- Task directions -
Quote all entries in full, exactly.

- Task inputs -
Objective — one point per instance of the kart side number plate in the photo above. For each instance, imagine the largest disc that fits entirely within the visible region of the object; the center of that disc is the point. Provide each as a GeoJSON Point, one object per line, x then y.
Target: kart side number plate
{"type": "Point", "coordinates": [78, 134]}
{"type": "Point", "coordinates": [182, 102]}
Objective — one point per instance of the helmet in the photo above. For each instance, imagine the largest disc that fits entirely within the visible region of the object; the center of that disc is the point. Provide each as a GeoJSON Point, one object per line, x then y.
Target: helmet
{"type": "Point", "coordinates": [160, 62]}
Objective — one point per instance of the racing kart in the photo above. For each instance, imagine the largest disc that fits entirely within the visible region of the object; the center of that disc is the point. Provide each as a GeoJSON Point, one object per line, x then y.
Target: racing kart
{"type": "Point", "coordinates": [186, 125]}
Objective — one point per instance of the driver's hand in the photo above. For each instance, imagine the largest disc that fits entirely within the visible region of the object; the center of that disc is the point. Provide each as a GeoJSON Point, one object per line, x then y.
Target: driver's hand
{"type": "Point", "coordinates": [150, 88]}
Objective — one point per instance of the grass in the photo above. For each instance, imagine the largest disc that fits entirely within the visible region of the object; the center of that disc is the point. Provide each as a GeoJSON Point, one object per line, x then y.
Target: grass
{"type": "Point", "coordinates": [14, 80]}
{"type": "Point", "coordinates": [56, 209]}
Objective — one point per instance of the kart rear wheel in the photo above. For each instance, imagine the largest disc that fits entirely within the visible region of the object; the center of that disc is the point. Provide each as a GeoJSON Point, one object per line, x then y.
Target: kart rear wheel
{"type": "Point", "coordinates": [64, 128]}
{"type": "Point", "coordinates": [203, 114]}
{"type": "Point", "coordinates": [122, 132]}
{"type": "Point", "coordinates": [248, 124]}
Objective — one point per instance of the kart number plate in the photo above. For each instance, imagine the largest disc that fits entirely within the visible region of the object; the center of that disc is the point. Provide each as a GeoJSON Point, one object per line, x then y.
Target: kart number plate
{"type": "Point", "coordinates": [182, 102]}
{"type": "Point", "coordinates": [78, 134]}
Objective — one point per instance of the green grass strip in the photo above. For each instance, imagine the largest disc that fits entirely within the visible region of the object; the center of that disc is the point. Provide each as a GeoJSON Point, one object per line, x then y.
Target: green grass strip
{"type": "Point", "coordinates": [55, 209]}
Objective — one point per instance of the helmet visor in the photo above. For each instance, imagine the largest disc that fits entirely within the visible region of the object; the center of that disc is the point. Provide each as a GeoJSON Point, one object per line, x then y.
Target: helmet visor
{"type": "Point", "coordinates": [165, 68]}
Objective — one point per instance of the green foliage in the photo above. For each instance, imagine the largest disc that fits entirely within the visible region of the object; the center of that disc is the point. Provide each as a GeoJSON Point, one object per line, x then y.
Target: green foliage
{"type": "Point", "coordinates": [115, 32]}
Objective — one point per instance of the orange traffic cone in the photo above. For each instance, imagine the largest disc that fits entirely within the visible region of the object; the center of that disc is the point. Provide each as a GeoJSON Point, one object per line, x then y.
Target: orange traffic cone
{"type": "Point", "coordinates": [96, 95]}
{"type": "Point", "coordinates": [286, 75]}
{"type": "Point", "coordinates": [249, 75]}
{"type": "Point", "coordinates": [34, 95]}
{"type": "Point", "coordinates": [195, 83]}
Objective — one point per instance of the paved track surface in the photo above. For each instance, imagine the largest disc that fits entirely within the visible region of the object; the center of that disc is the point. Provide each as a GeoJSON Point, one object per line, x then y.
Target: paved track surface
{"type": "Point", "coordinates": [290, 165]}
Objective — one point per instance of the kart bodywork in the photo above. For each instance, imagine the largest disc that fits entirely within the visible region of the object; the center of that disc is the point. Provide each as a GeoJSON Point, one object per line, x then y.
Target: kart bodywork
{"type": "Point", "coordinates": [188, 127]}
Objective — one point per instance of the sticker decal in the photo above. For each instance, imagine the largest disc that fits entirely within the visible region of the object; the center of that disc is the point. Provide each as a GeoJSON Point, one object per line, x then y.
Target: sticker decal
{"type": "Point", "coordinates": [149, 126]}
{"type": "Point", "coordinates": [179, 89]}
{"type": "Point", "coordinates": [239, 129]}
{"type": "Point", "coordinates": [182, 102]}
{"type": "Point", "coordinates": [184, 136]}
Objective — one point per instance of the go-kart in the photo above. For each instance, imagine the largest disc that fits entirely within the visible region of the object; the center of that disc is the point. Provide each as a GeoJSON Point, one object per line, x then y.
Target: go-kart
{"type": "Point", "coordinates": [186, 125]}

- Result of this exercise -
Objective — one point per instance of the kart side number plate in the photo above. For each instance, imagine the largest disc that fits entirely within the visible region of the object; the center of that disc is the point. Provide each as a GeoJSON Point, one object per line, x then y.
Target: kart side number plate
{"type": "Point", "coordinates": [78, 134]}
{"type": "Point", "coordinates": [182, 102]}
Objective — one point per instance of the helmet in the photo above. For each instance, imagine the largest disc that fits entirely within the visible region of the object; the center of that disc is the point. Provide each as a GeoJSON Point, one object per line, x then y.
Target: helmet
{"type": "Point", "coordinates": [160, 62]}
Objective — one point per instance of the racing kart in the photo above. For each instance, imagine the largest disc that fits entirely within the visible region of the object; the center of that disc is the point. Provide each as a GeoJSON Point, one object per line, x then y.
Target: racing kart
{"type": "Point", "coordinates": [186, 125]}
Objective — one point per instance of the driver's hand in the photo above. For each instance, imagine the largest disc that fits entirely within the visible region of the object; the center of that disc is the point. Provide each as a GeoJSON Point, one object per line, x then y.
Target: driver's hand
{"type": "Point", "coordinates": [150, 88]}
Objective — one point per instance of the grass in the photo above. For each instance, imagine the largest disc that fits entirely within the visible region of the object; the center of that disc is the point. Provide each as a GeoJSON Point, one object per line, x then y.
Target: grass
{"type": "Point", "coordinates": [14, 80]}
{"type": "Point", "coordinates": [56, 209]}
Objective — one point per instance of the kart rear wheel in the photo above. For each instance, imagine the largest disc that fits entirely within the visible region of the object; the center of that disc is the point. Provide each as a GeoJSON Point, one object per line, x then y.
Target: kart rear wheel
{"type": "Point", "coordinates": [64, 128]}
{"type": "Point", "coordinates": [203, 114]}
{"type": "Point", "coordinates": [122, 132]}
{"type": "Point", "coordinates": [248, 124]}
Objective — one point per instance of the kart number plate in the photo above. For each instance, imagine the largest disc that fits entirely within the visible region of the object; the center of that disc is the point. Provide each as a GeoJSON Point, one object per line, x then y.
Target: kart number plate
{"type": "Point", "coordinates": [182, 102]}
{"type": "Point", "coordinates": [78, 134]}
Objective — one point per instance of the green grass strip in the photo above. For each instance, imagine the largest disc that fits entirely within the visible region of the object; the center of that disc is the point. Provide each as a GeoJSON Point, one object per line, x then y.
Target: green grass strip
{"type": "Point", "coordinates": [55, 209]}
Objective — one point per instance of the helmet visor in the photo above. For each instance, imagine the largest disc that fits entirely within the visible region of the object; the center of that disc is the point. Provide each as a GeoJSON Point, one object per line, x then y.
Target: helmet visor
{"type": "Point", "coordinates": [165, 68]}
Objective — one point per instance of the green foliage in the photo above. For each instance, imagine the largest disc that fits entirely within the visible region of the object; the center of that disc is the point. Provide each as a GeoJSON Point, one object per line, x then y.
Target: green foliage
{"type": "Point", "coordinates": [115, 32]}
Objective — one point per instance of the orange traffic cone in the photo above. For each instance, imagine the largest disc that fits entirely within the visible region of the object; the center of that disc is the point. Provide each as a GeoJSON Point, one object per line, x then y.
Target: orange traffic cone
{"type": "Point", "coordinates": [96, 95]}
{"type": "Point", "coordinates": [286, 75]}
{"type": "Point", "coordinates": [249, 75]}
{"type": "Point", "coordinates": [34, 95]}
{"type": "Point", "coordinates": [195, 83]}
Objective — one point per instance of the paved track surface in the photo above. For each instance, imagine the largest disc that fits entirely within the visible region of the object; the center of that disc is the point. Provide each as a GeoJSON Point, one object per line, x then y.
Target: paved track surface
{"type": "Point", "coordinates": [290, 165]}
Objective — one point per instance of the kart bodywork in the photo above. For each instance, imagine the largest disc that fits entirely within the visible region of the object; the center of that disc is the point. Provide each as a GeoJSON Point, one object per line, x then y.
Target: kart bodywork
{"type": "Point", "coordinates": [188, 127]}
Objective — one point per instance of the sticker decal in the photo above. For each instance, imagine the largest disc that fits entirely within the visible region of the object; the center of that disc is the point. Provide each as a GeoJSON Point, one object per line, x then y.
Target: sticker decal
{"type": "Point", "coordinates": [149, 126]}
{"type": "Point", "coordinates": [179, 89]}
{"type": "Point", "coordinates": [239, 129]}
{"type": "Point", "coordinates": [182, 102]}
{"type": "Point", "coordinates": [184, 136]}
Objective — one point per instance of the go-kart in the photo above. For each instance, imagine the largest disc that fits entirely within the visible region of the object; the center of that disc is the point. Provide each as a GeoJSON Point, one object per line, x then y.
Target: go-kart
{"type": "Point", "coordinates": [186, 125]}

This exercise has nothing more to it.